TÂCHE À RÉALISER:
Répondez à ces questions d'après l'extrait ci-dessous.
(a) Quel objet l'homme évoqué refusa-t-il toujours ?
(b) Quelle expérience lui a redonné le goût de vivre ?
(c) Quelle formule, citée d'après « l'auteur », clôt l'extrait ?

EXTRAIT DU DOCUMENT:
━━━━━━━━━━

Paradoxalement peut-être, cette lumière qu'il avait perdue, il la retrouvait en lui-même et sa nuit était pour lui une véritable clarté. Lui qui refusa toujours une canne blanche et usa très tôt d'une machine à écrire ordinaire sut être un chef, et plus tard un professeur, charismatique autant qu'un inspirateur dans ce combat pour la liberté. Il portait en lui un message d'espoir pour tous les aveugles de tous les temps puisque, ainsi, son handicap était pour lui une occasion de « voir autrement ». Paradoxalement, son expérience de Buchenvald lui a redonné le goût de vivre. Son exemple, son œuvre sont sûrement de ceux qui sauvent tous les hommes en perdition et pas seulement ceux qui souffrent de cécité. Il a eu, comme le dit l'auteur « la grande clairvoyance des non-voyants ».

━━━━━━━━━━

DONNÉES ÉTUDIÉES:
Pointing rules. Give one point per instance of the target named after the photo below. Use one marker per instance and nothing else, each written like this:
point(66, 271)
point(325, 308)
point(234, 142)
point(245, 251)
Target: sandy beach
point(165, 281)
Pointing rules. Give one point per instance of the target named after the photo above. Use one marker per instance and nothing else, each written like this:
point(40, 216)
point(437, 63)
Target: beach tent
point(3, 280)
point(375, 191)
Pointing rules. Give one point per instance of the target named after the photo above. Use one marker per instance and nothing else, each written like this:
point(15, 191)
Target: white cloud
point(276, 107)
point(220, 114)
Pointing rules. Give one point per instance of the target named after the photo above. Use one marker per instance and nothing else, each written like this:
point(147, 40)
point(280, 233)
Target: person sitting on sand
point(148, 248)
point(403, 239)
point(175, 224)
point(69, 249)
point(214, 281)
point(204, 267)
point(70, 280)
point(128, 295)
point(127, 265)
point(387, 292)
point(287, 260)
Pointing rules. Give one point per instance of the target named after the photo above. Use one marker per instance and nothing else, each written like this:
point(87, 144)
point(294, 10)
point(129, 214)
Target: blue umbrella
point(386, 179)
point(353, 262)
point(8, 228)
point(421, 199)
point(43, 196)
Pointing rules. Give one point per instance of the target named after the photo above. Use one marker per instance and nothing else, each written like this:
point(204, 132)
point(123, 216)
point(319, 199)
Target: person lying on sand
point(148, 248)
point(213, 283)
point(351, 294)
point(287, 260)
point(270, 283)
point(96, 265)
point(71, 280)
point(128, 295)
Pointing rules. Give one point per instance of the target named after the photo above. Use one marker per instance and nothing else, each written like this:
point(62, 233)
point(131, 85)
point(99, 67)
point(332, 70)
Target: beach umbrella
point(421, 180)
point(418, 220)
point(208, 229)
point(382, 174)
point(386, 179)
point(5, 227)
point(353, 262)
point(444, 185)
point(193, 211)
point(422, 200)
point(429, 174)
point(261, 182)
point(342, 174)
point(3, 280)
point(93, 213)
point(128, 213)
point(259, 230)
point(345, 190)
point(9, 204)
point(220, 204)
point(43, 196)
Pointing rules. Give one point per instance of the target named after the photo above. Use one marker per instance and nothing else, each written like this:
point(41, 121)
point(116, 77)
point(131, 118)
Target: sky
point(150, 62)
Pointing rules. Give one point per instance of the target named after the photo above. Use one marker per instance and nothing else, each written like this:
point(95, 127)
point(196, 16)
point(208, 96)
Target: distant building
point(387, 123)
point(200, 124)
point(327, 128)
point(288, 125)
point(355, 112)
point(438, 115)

━━━━━━━━━━

VOTRE RÉPONSE:
(a) Une canne blanche.
(b) Son expérience de Buchenvald.
(c) « la grande clairvoyance des non-voyants »